─── Source text ───
By DPA,
Oslo : Internet users in China have been blocked from accessing the website of Norwegian broadcaster NRK on the eve of the Nobel Peace Prize ceremony, the broadcaster reported Thursday.
Blocking access to NRK’s site was but the latest sign of China’s anger over the Norwegian Nobel Committee’s decision to award the 2010 prize to jailed Chinese dissident Liu Xiaobo.
The websites of the BBC and CNN were also impacted, NRK said.
Liu is serving an 11-year sentence for sedition. He was sentenced for co-organizing the Charter ’08 for democratic reform.
China and at least 18 other nations with embassies in Oslo have also declined invitations to attend the ceremony.
Although the five-member Nobel Committee is independent of the Norwegian government, China has also cancelled meetings with Norwegian cabinet members.
China’s delegation at the ongoing UN climate conference in Cancun, Mexico, has also declined to meet with the Norwegian team headed by Prime Minister Jens Stoltenberg, Environment Minister Erik Solheim told the Oslo daily Dagbladet.
Solheim noted that talks with other Norwegian officials on practical issues such as carbon trading systems had been held as planned in Beijing.
Since Liu and other members of his family are unable to attend Friday’s ceremony, the Nobel Committee has said the prize will not presented and the prize money will be set aside in his name.
Since the Oct 8 announcement, the Nobel Institute’s website has been targeted regularly and subjected to various hacker attacks.
A recent example was a false email that appeared to have been sent by committee chairman Thorbjorn Jagland to other Nobel Committee members. The email contained a virus, NRK said.
“It is like a daily boxing match,” said Geir Lundestad, director of the Nobel Institute.
“Many of the attacks appear to be really professional,” he added.
The institute was set up in 1904 and assists the Nobel Committee in vetting candidates nominated for the Nobel Peace Prize.
─── Excerpted data ───
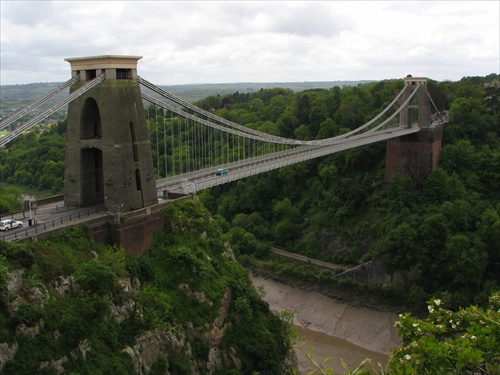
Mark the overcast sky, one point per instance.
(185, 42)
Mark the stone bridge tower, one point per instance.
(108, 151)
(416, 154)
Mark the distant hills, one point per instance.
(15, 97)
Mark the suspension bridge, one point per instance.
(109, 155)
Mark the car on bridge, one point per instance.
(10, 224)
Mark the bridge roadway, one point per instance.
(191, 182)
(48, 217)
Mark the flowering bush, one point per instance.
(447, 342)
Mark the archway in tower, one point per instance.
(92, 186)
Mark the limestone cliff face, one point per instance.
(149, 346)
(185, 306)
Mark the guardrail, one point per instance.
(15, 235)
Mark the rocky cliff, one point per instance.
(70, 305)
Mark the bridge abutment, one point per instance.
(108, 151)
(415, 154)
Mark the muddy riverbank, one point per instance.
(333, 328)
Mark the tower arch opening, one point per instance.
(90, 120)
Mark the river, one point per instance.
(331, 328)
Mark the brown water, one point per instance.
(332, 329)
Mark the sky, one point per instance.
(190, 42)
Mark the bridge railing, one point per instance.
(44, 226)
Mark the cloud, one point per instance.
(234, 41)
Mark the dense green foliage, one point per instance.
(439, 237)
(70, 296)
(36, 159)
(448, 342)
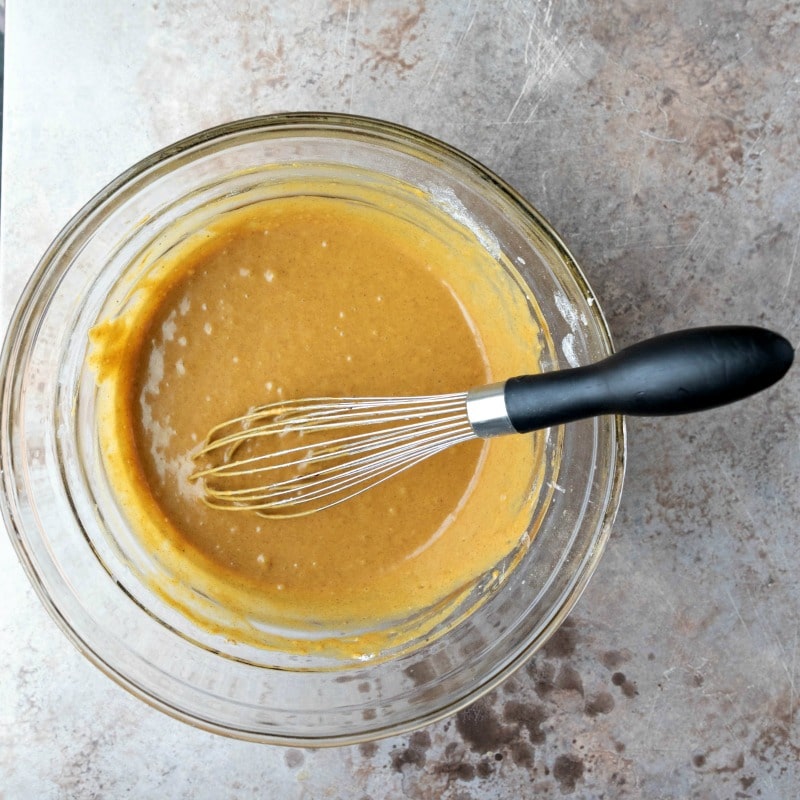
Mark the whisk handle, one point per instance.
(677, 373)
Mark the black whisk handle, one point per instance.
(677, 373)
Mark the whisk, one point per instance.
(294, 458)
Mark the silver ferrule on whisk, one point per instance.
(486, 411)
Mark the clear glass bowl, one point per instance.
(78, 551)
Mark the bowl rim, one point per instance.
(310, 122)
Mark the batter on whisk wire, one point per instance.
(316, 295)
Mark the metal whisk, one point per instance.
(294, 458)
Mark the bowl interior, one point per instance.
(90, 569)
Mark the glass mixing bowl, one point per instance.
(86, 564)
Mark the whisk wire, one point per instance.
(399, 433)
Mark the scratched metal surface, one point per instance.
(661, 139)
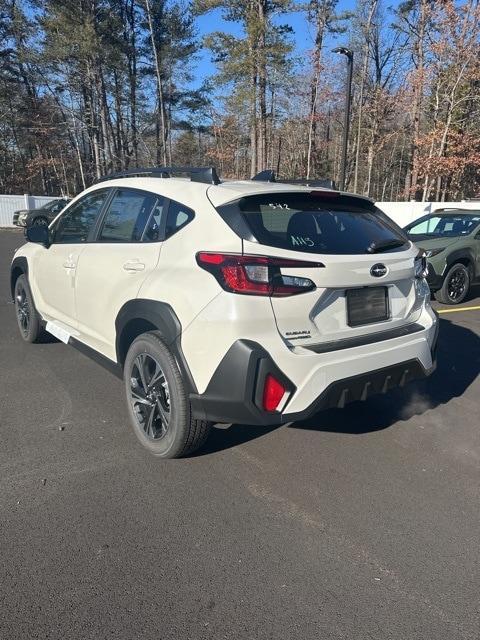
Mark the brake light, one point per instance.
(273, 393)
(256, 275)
───
Exercises to complete:
1. According to the news report, how long is the sentence Liu is serving?
2. Name every person mentioned by name in the news report.
3. Please reproduce the news report word for word from "Blocking access to" to "Norwegian cabinet members.".

Answers to the problems:
1. An 11-year sentence for sedition.

2. Liu Xiaobo, Jens Stoltenberg, Erik Solheim, Thorbjorn Jagland, Geir Lundestad

3.
Blocking access to NRK’s site was but the latest sign of China’s anger over the Norwegian Nobel Committee’s decision to award the 2010 prize to jailed Chinese dissident Liu Xiaobo.
The websites of the BBC and CNN were also impacted, NRK said.
Liu is serving an 11-year sentence for sedition. He was sentenced for co-organizing the Charter ’08 for democratic reform.
China and at least 18 other nations with embassies in Oslo have also declined invitations to attend the ceremony.
Although the five-member Nobel Committee is independent of the Norwegian government, China has also cancelled meetings with Norwegian cabinet members.